The task
Print the entire listing. Each line must match the original exactly.

= = = = =

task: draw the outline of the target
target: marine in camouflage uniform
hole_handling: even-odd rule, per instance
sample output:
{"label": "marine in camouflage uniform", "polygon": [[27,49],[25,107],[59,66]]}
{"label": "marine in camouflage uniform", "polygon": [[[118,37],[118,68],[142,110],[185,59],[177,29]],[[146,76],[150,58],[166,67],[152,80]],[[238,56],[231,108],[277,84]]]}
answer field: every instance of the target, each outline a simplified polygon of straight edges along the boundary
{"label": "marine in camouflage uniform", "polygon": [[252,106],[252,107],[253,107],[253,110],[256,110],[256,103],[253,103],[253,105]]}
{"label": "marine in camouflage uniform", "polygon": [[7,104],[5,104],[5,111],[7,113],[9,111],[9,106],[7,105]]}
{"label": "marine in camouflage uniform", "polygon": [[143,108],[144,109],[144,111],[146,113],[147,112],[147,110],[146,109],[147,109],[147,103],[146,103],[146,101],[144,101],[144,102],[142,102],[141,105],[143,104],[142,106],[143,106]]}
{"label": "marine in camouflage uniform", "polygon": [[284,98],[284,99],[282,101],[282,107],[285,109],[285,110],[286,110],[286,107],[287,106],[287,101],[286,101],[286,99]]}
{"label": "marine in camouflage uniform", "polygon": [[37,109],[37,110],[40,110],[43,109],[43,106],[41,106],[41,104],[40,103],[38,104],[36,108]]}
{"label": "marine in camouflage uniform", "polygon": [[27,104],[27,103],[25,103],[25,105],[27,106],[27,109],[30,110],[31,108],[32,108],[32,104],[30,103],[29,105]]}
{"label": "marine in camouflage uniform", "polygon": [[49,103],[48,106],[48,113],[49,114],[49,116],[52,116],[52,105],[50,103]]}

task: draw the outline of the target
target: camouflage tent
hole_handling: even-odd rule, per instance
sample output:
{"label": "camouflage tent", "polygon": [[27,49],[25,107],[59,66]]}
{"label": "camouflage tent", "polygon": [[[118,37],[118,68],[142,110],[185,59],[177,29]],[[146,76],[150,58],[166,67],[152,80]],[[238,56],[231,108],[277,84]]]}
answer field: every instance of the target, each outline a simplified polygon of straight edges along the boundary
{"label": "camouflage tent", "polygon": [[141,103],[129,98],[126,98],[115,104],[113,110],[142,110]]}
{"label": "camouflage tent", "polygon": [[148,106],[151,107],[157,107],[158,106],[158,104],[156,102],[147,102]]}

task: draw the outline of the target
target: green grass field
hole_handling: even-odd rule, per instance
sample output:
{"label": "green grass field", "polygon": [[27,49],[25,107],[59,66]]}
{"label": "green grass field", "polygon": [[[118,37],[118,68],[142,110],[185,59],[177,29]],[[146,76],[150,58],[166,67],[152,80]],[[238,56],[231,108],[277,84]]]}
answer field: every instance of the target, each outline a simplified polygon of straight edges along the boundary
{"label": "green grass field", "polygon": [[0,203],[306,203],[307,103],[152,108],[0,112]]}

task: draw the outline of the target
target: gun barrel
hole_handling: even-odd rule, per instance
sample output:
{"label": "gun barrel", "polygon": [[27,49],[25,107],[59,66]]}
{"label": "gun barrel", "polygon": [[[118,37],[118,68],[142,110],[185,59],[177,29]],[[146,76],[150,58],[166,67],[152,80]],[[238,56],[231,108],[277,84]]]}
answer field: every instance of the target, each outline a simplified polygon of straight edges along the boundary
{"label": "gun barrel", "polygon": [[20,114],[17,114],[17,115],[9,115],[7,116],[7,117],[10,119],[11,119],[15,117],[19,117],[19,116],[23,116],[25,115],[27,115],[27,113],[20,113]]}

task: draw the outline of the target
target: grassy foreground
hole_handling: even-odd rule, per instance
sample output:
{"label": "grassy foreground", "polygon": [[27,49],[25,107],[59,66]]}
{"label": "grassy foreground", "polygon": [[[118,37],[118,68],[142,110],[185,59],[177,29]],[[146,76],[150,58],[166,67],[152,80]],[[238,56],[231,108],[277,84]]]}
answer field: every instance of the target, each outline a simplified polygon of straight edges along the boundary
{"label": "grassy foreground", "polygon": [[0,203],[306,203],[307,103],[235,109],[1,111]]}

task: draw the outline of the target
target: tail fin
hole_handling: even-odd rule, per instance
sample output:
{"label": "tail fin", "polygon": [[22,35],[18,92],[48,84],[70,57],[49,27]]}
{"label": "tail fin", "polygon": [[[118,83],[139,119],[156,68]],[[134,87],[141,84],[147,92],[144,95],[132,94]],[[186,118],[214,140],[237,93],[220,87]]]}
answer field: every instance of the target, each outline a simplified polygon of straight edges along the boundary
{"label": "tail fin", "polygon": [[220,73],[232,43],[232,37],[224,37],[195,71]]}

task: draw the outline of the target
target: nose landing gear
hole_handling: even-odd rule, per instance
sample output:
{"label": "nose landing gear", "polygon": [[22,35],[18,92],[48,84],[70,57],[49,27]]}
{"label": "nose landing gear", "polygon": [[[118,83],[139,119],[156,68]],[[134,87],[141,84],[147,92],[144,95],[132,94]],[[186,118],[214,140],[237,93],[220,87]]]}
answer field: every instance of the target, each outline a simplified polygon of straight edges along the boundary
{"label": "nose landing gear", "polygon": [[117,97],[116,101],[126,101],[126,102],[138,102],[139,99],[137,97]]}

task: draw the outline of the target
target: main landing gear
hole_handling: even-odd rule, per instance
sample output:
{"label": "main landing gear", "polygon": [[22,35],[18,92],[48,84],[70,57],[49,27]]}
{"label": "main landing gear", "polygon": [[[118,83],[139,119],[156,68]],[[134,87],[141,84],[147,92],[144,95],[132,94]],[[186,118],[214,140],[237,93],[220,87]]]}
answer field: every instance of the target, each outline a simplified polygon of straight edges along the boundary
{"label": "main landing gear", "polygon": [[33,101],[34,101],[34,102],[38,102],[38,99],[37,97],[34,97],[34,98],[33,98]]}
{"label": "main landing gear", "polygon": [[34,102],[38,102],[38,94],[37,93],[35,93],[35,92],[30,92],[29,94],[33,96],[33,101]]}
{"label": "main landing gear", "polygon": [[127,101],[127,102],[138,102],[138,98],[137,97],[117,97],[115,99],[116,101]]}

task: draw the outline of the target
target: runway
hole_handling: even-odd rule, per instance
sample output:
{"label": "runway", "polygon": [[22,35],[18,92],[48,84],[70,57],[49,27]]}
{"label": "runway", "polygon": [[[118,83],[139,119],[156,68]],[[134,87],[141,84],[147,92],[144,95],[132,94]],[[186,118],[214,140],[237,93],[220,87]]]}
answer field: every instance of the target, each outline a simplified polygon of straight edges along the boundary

= = = = =

Final result
task: draw the outline of the target
target: marine in camouflage uniform
hole_handling: even-odd rule, per instance
sample output:
{"label": "marine in camouflage uniform", "polygon": [[27,49],[25,107],[59,66]]}
{"label": "marine in camouflage uniform", "polygon": [[[118,37],[118,68],[142,110],[185,59],[177,29]],[[146,76],[150,58],[166,67],[152,80]],[[238,56],[231,108],[277,84]]]}
answer field: every instance of the target, each outline a simplified polygon of straight edges along the boundary
{"label": "marine in camouflage uniform", "polygon": [[252,106],[252,107],[253,107],[253,110],[256,110],[256,103],[253,103],[253,105]]}
{"label": "marine in camouflage uniform", "polygon": [[7,104],[5,104],[5,111],[7,113],[9,111],[9,106],[7,105]]}
{"label": "marine in camouflage uniform", "polygon": [[143,108],[144,109],[144,111],[146,113],[147,112],[147,110],[146,109],[147,109],[147,103],[146,103],[146,101],[144,101],[144,102],[142,102],[141,105],[143,104],[142,106],[143,106]]}
{"label": "marine in camouflage uniform", "polygon": [[284,98],[284,99],[282,101],[282,107],[285,109],[285,110],[286,110],[286,107],[287,106],[287,101],[286,101],[286,99]]}
{"label": "marine in camouflage uniform", "polygon": [[37,109],[37,110],[40,110],[43,109],[43,106],[41,106],[41,104],[40,103],[38,104],[36,108]]}
{"label": "marine in camouflage uniform", "polygon": [[27,104],[27,103],[25,103],[25,105],[27,106],[27,109],[30,110],[31,108],[32,108],[32,104],[30,103],[29,105]]}
{"label": "marine in camouflage uniform", "polygon": [[49,103],[48,106],[48,113],[49,114],[49,116],[52,116],[52,105],[50,103]]}

task: draw the outline of the target
target: camouflage tent
hole_handling: even-odd rule, per instance
sample output:
{"label": "camouflage tent", "polygon": [[27,49],[25,107],[59,66]]}
{"label": "camouflage tent", "polygon": [[[118,37],[118,68],[142,110],[185,59],[177,29]],[[146,76],[150,58],[166,67],[152,80]],[[238,56],[231,108],[277,84]]]}
answer field: every instance of the target, each outline a simplified polygon of straight edges along the boundary
{"label": "camouflage tent", "polygon": [[141,103],[129,98],[126,98],[115,104],[113,110],[142,110]]}
{"label": "camouflage tent", "polygon": [[148,106],[151,107],[157,107],[158,106],[158,104],[156,102],[147,102]]}

task: draw the outline of the target
target: green grass field
hole_handling: even-odd rule, per instance
sample output:
{"label": "green grass field", "polygon": [[27,49],[25,107],[59,66]]}
{"label": "green grass field", "polygon": [[[118,37],[118,68],[142,110],[185,59],[177,29]],[[146,76],[150,58],[166,67],[152,80]],[[238,56],[231,108],[277,84]]]}
answer field: every instance of the target, each outline a simplified polygon of straight edges along the boundary
{"label": "green grass field", "polygon": [[0,203],[306,203],[307,103],[152,108],[0,112]]}

task: draw the outline of the target
target: gun barrel
hole_handling: even-odd rule, per instance
sample output:
{"label": "gun barrel", "polygon": [[27,49],[25,107],[59,66]]}
{"label": "gun barrel", "polygon": [[[118,37],[118,68],[142,110],[185,59],[177,29]],[[146,76],[150,58],[166,67],[152,80]],[[238,56],[231,108],[277,84]]]}
answer field: every instance of the target, each outline a simplified polygon of straight edges along the boundary
{"label": "gun barrel", "polygon": [[20,114],[17,114],[17,115],[9,115],[7,116],[7,117],[10,119],[11,119],[15,117],[19,117],[19,116],[23,116],[25,115],[27,115],[27,113],[20,113]]}

task: draw the outline of the target
target: grassy foreground
hole_handling: even-odd rule, per instance
sample output:
{"label": "grassy foreground", "polygon": [[27,49],[25,107],[59,66]]}
{"label": "grassy foreground", "polygon": [[[118,37],[118,68],[142,110],[185,59],[177,29]],[[146,76],[150,58],[166,67],[152,80]],[[238,56],[231,108],[277,84]]]}
answer field: every instance of the target, each outline a simplified polygon of straight edges along the boundary
{"label": "grassy foreground", "polygon": [[0,203],[306,203],[307,103],[235,109],[1,111]]}

task: draw the outline of the target
target: tail fin
hole_handling: even-odd rule, per instance
sample output:
{"label": "tail fin", "polygon": [[22,35],[18,92],[48,84],[70,57],[49,27]]}
{"label": "tail fin", "polygon": [[[118,83],[139,119],[156,68]],[[134,87],[141,84],[147,92],[144,95],[132,94]],[[186,118],[214,140],[237,93],[220,87]]]}
answer field: every instance of the target, each outline a simplified polygon of straight edges along the boundary
{"label": "tail fin", "polygon": [[220,73],[232,43],[232,37],[224,37],[195,71]]}

task: draw the outline of the target
target: nose landing gear
hole_handling: even-odd rule, per instance
sample output:
{"label": "nose landing gear", "polygon": [[22,35],[18,92],[48,84],[70,57],[49,27]]}
{"label": "nose landing gear", "polygon": [[[118,83],[139,119],[156,68]],[[134,87],[141,84],[147,92],[144,95],[132,94]],[[186,118],[214,140],[237,93],[220,87]]]}
answer field: every instance of the target, each outline a simplified polygon of straight edges along the boundary
{"label": "nose landing gear", "polygon": [[117,97],[116,101],[126,101],[126,102],[138,102],[139,99],[137,97]]}

task: draw the outline of the target
target: main landing gear
hole_handling: even-odd rule, per instance
sample output:
{"label": "main landing gear", "polygon": [[22,35],[18,92],[48,84],[70,57],[49,27]]}
{"label": "main landing gear", "polygon": [[[118,83],[139,119],[156,68]],[[134,87],[141,84],[147,92],[144,95],[132,94]],[[186,118],[214,140],[237,93],[220,87]]]}
answer field: every instance of the target, each outline a simplified polygon of straight edges along the boundary
{"label": "main landing gear", "polygon": [[33,101],[34,101],[34,102],[38,102],[38,99],[37,97],[34,97],[34,98],[33,98]]}
{"label": "main landing gear", "polygon": [[34,102],[38,102],[38,94],[37,93],[35,93],[35,92],[30,92],[29,94],[33,96],[33,101]]}
{"label": "main landing gear", "polygon": [[127,101],[127,102],[138,102],[138,98],[137,97],[117,97],[115,99],[116,101]]}

task: draw the outline of the target
target: runway
hole_handling: even-odd rule, per instance
sample output:
{"label": "runway", "polygon": [[22,35],[18,92],[48,84],[70,57],[49,27]]}
{"label": "runway", "polygon": [[[118,83],[139,119],[156,68]],[[134,87],[141,84],[147,92],[144,95],[132,94]],[[186,118],[214,140],[237,93],[220,87]]]}
answer field: every instance of the target, each outline a simplified polygon of straight edges along the boundary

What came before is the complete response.